What you are asked to do: This exercise asks for the records to be retyped exactly as they read.
- - -
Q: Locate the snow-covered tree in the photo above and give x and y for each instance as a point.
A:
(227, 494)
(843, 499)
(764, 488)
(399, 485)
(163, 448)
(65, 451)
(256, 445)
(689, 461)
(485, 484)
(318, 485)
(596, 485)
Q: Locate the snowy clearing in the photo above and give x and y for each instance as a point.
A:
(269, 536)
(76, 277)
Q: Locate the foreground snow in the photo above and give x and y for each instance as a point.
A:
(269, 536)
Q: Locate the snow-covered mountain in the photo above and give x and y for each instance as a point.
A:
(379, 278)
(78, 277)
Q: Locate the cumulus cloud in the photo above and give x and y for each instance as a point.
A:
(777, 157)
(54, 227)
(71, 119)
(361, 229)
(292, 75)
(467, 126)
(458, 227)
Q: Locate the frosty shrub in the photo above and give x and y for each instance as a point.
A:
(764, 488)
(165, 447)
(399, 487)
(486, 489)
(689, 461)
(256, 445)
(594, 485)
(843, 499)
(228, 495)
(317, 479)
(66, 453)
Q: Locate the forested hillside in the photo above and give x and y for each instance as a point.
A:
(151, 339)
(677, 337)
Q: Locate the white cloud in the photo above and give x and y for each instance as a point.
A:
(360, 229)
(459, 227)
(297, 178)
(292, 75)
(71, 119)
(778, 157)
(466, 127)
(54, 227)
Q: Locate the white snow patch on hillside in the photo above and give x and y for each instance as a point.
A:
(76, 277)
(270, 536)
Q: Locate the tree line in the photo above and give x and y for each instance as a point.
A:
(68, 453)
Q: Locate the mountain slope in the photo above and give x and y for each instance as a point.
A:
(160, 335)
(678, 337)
- - -
Answer box:
Q: Locate the snow-covered tree in the photo above and give x and y for each instance as a point.
A:
(227, 494)
(843, 499)
(764, 488)
(399, 485)
(163, 448)
(65, 451)
(256, 445)
(689, 461)
(485, 484)
(318, 485)
(596, 485)
Q: Locate the snowy clearing in the photo above and give x and y for each instance as a point.
A:
(269, 536)
(76, 277)
Q: Locate the foreground snow in the photo above and give x and y for each instance as a point.
A:
(269, 536)
Q: Locate the snow-covered mountain in the photo above and give x and y for each instance as a point.
A:
(379, 278)
(78, 277)
Q: Locate the cumulus cloud in the photo above and give x and y for each instance as a point.
A:
(777, 157)
(54, 227)
(71, 119)
(361, 229)
(292, 75)
(467, 126)
(458, 227)
Q: Locate the frosty shrub in the photo above and give x and y for each instance as a point.
A:
(764, 488)
(165, 447)
(399, 487)
(486, 489)
(689, 461)
(256, 445)
(594, 485)
(843, 499)
(228, 495)
(317, 479)
(66, 453)
Q: Locate the forested hillside in the photo above and give x and y for each instance as a point.
A:
(151, 339)
(677, 337)
Q: Locate the white cloud in the photo above and give x and y for each instance as a point.
A:
(360, 229)
(459, 227)
(297, 178)
(292, 75)
(71, 119)
(778, 157)
(466, 127)
(54, 227)
Q: Locate the white snow patch on hillside in the photo above and give x and y for each instance as a point.
A:
(76, 277)
(270, 536)
Q: Locate the tree line in the photo above and give x and y for each instance as a point.
A:
(68, 453)
Q: Locate the mountain slope in the photo above and give x and y for each instance as a point.
A:
(160, 335)
(678, 337)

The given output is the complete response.